抜粋 →
--------------------------------------------------

Fixture
明治安田生命 J1リーグ 第29節
2022.9.10
川崎フロンターレ(3位/15勝4分7敗/勝ち点49/得点45/失点30)
×
サンフレッチェ広島(2位/14勝8分6敗/勝ち点50/得点45/失点29)
@等々力陸上競技場
戦績
近年の対戦成績
直近5年間で川崎の7勝、広島の2勝、引き分けが2つ。
川崎ホームでの戦績
直近10試合の対戦で川崎の5勝、広島の3勝、引き分けが2つ。
Head-to-head
過去の対戦成績は川崎が大幅に有利。直近6回での対戦で無敗となっている。特に広島が苦しんでいるのは得点力。直近4試合で2得点しか奪っておらず、等々力で最後に複数得点を挙げたのは2012年のこと。等々力と広島はあまり相性が良いとは言えず、23試合で4勝しかしていない。
このカードの特徴として強調できるのは川崎ホーム開催においての逆転勝利がないこと。先制したチームは少なくともこれまでの全試合で引き分けを確保していた。先制点はどんな試合に置いても重要だが、この試合に置いてはジンクス的にもこと重要度が高まるといえるだろう。
スカッド情報
【川崎フロンターレ】
・レアンドロ・ダミアンは右足関節外側じん帯損傷および右腓骨筋肉離れで10週間の離脱。
・永長鷹虎、高井幸大は代表招集のため出場不可。
【サンフレッチェ広島】
・東俊希は左下腿コンパートメント症候群で離脱中。
・塩谷司は前節の退場により出場停止。
・佐々木翔、茶島雄介はミッドウィークの天皇杯で負傷交代
・満田誠、藤井智也は欠場が続いている。
予想スタメン
Match facts
【川崎フロンターレ】
湘南戦で敗れてしまい、この試合で負ければ今季2回目の連敗。今季はやたらと逆転負けが多いのが気がかり。横浜FM戦、C大阪戦、湘南戦と3つも逆転負けを喫している。
しかし、この3試合はいずれもアウェイの話。ホームでは今季最多の4連勝でこの間12得点と好調。リーグで敗れている相手はC大阪と湘南というダブルを食らった2チーム。ちなみに引き分けたのは磐田だけである。この3チームにおける共通点はいずれも川崎がアウェイでもポイントを落としているチームである。この法則でいえばアウェイで勝っている広島には勝つことになる。

--------------------------------------------------

提供資料 →

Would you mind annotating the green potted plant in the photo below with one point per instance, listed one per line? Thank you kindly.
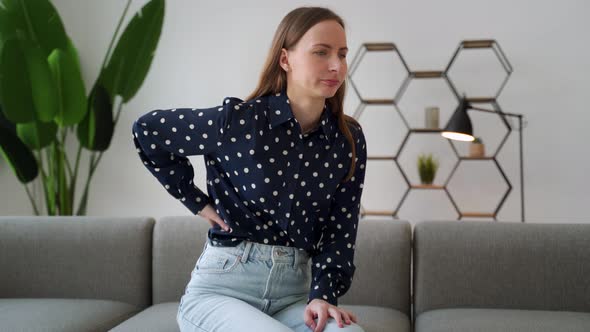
(477, 148)
(427, 167)
(43, 97)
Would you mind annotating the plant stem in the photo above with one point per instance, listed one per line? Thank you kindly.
(32, 200)
(114, 36)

--------------------------------------------------

問題文 →
抜粋について、次の問いに答えよ。
1. この試合が行われる会場はどこか。
2. 塩谷司が出場できない理由は何か。
3. 川崎フロンターレが今季逆転負けを喫した相手として挙げられている3チームはどこか。

解答 →
1. 等々力陸上競技場
2. 前節の退場による出場停止
3. 横浜FM、C大阪、湘南